## What you will do
Transcribe the records that follow. Keep every word exactly, and drop the pictures.

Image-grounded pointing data

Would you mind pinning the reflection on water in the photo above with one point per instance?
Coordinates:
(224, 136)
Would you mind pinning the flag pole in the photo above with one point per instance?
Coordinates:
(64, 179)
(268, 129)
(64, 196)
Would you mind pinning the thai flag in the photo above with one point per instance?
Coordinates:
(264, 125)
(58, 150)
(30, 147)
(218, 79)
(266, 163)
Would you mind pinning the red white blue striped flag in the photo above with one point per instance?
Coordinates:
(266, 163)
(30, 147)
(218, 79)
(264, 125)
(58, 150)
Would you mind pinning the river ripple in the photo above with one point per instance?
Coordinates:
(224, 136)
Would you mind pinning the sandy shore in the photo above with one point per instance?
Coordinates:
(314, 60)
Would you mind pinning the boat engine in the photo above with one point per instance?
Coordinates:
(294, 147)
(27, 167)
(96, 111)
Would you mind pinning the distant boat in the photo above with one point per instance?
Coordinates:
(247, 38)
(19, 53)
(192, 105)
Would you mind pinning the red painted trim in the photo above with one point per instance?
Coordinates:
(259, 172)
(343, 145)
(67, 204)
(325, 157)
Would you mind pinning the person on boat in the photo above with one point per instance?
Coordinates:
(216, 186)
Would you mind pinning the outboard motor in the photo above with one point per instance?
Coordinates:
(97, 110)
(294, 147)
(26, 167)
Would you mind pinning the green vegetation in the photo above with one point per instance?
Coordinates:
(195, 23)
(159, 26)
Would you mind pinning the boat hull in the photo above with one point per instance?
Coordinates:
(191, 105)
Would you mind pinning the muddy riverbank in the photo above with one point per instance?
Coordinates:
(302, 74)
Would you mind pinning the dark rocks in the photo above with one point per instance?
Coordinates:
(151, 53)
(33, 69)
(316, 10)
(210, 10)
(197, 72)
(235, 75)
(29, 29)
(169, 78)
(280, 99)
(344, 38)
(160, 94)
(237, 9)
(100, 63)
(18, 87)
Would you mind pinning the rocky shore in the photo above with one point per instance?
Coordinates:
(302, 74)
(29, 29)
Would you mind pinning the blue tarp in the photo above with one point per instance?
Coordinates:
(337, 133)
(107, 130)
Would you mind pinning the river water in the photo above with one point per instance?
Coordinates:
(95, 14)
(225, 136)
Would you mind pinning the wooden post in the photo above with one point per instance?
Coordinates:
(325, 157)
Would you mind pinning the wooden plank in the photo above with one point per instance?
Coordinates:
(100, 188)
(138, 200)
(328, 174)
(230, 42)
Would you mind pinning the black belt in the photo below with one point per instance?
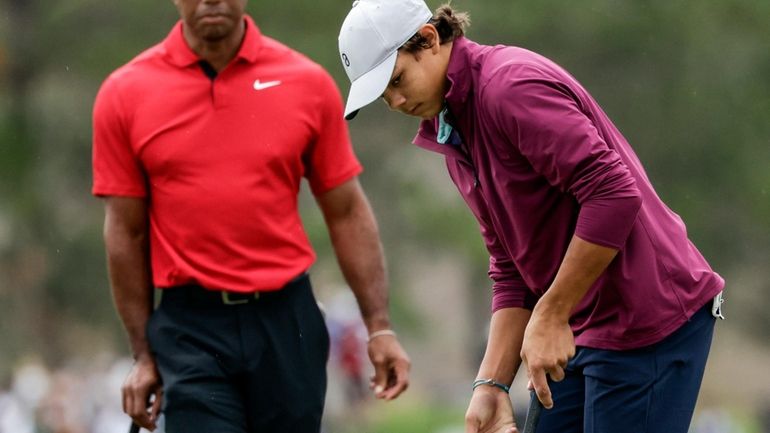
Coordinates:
(199, 295)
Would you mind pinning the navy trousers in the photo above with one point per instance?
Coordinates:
(241, 364)
(647, 390)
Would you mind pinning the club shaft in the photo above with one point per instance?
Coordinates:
(533, 413)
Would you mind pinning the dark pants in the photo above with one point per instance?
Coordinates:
(647, 390)
(254, 367)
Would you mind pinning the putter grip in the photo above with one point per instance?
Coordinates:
(533, 413)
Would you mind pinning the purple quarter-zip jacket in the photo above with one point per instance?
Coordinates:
(539, 162)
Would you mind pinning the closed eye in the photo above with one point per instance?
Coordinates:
(396, 81)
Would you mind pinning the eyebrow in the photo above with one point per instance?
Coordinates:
(396, 73)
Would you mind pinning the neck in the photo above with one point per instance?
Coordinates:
(218, 53)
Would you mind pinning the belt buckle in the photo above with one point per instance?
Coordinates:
(227, 301)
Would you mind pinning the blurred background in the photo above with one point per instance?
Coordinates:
(688, 83)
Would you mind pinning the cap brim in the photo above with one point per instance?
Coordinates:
(369, 86)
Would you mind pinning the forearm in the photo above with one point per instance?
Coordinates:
(582, 265)
(502, 356)
(130, 279)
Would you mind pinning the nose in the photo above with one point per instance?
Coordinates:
(393, 99)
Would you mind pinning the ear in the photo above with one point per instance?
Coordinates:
(430, 33)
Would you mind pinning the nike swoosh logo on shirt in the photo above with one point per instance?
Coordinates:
(258, 85)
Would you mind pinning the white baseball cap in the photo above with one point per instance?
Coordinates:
(369, 40)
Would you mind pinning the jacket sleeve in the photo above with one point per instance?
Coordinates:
(508, 287)
(544, 122)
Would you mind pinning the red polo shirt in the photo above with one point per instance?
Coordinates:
(220, 161)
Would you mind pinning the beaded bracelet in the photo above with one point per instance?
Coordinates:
(478, 382)
(380, 333)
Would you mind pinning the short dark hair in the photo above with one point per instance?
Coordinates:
(450, 24)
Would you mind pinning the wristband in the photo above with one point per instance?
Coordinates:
(478, 382)
(380, 333)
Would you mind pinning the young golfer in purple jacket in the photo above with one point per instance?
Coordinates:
(595, 283)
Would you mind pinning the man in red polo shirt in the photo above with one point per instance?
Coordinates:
(200, 144)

## Written solution
Would you mind pinning the reflection on water in the photo above with one point per instance?
Coordinates:
(224, 136)
Would you mind pinning the flag pole in the photo above with one point per instance?
Coordinates:
(64, 179)
(268, 129)
(64, 196)
Would you mind pinning the thai flag in the photo above with one point per instance?
Coordinates:
(264, 125)
(58, 150)
(30, 147)
(218, 79)
(266, 163)
Would you mind pinning the red white blue striped flag in the photo above with one point per instance?
Coordinates:
(266, 163)
(30, 147)
(218, 79)
(264, 125)
(58, 150)
Would you mind pinning the river ripple in the photo above with one point per instance?
Coordinates:
(224, 136)
Would you mind pinning the sandy shore in the photo above with one point per instance?
Coordinates:
(314, 60)
Would you mind pinning the boat engine in the photo above with one point per instance?
Coordinates:
(294, 147)
(27, 167)
(96, 111)
Would you mind pinning the distant boat in the photo above with one point per instance?
Coordinates:
(247, 38)
(19, 53)
(192, 105)
Would you mind pinning the red painted trim in the photo above with one point per instance?
Coordinates:
(259, 172)
(343, 145)
(67, 204)
(325, 157)
Would you mind pinning the person on boat in the photo above with one point per instance?
Coordinates:
(216, 186)
Would you mind pinning the outboard motor in the photo above with one point per instance?
Coordinates:
(97, 110)
(294, 147)
(26, 167)
Would you mind pinning the green vegetation in the photo above with one point per instance?
Coordinates:
(195, 23)
(159, 26)
Would you mind pinning the boat hull in the photo above with one point per instance?
Coordinates:
(191, 105)
Would you mind pinning the muddy riverbank in the photo above with one point per instance?
Coordinates:
(302, 74)
Would you mind pinning the dark rocks in the photo above with one point per instance?
Coordinates:
(151, 53)
(33, 69)
(316, 10)
(210, 10)
(197, 72)
(235, 75)
(29, 29)
(169, 78)
(280, 99)
(344, 38)
(160, 94)
(237, 9)
(100, 63)
(18, 87)
Would you mind pinning the rocky shore in the photo above with one point per instance?
Coordinates:
(302, 74)
(29, 29)
Would you mind pinning the blue tarp in the photo above with one point per instance?
Coordinates:
(337, 133)
(107, 130)
Would you mind pinning the river water in the photo above with one point per instance?
Coordinates:
(95, 14)
(225, 136)
Would you mind pinning the wooden post in the photo above with one point per instance?
Coordinates:
(325, 157)
Would you mind pinning the wooden plank in the photo above with one point per instance?
Coordinates:
(100, 188)
(138, 200)
(328, 174)
(230, 42)
Would you mind pinning the black belt in the photo below with one point per instance?
Coordinates:
(199, 295)
Would you mind pinning the navy trousers in the photo above with one point per instance?
Coordinates:
(241, 364)
(647, 390)
Would you mind pinning the club shaft in the photo above with one point per instance?
Coordinates:
(533, 413)
Would you mind pinning the dark pants in the photo above with one point per instance?
Coordinates:
(647, 390)
(254, 367)
Would you mind pinning the putter grip in the photo above with one point per instance?
Coordinates:
(533, 413)
Would you mind pinning the purple quarter-zip jacket in the photo above with one point per instance?
Coordinates:
(539, 162)
Would you mind pinning the closed eye in the photo above with one point per instance?
Coordinates:
(396, 81)
Would you mind pinning the eyebrow in the photo above with one point per instance?
Coordinates:
(396, 73)
Would you mind pinning the neck in the photo above with one point per instance?
Coordinates:
(218, 53)
Would you mind pinning the belt buckle in the photo above with one point per instance?
Coordinates:
(227, 301)
Would you mind pinning the blurred background in the photo above with one point per instance?
Coordinates:
(688, 83)
Would you mind pinning the cap brim in the photo above with one point per instance?
Coordinates:
(369, 86)
Would you mind pinning the forearm in the photo above with one point per instance?
Coordinates:
(582, 265)
(502, 356)
(130, 279)
Would you mind pinning the nose in the photo above with one point per instance?
Coordinates:
(393, 99)
Would you mind pinning the ear in the photo above with one point per instance?
Coordinates:
(430, 33)
Would you mind pinning the nike swoosh logo on shirt in the photo above with one point per instance?
Coordinates:
(258, 85)
Would you mind pinning the white baseball cap in the photo above with one point per instance?
Coordinates:
(369, 40)
Would you mind pinning the jacket sleeve in the photo above with one point per instance?
Coordinates:
(508, 287)
(544, 122)
Would you mind pinning the red polo shirt in the photo above with one point per instance?
Coordinates:
(220, 161)
Would you mind pinning the beaded bracelet in the photo above with one point per instance?
Coordinates:
(478, 382)
(380, 333)
Would you mind pinning the short dark hair in the photo above with one point per instance?
Coordinates:
(450, 24)
Would you mind pinning the wristband in the photo above with one point per instance?
Coordinates:
(478, 382)
(380, 333)
Would you mind pinning the young golfer in purple jacket in the photo above with one point per instance?
Coordinates:
(595, 283)
Would you mind pinning the man in red polo shirt in the photo above with one point per instance?
Coordinates:
(200, 144)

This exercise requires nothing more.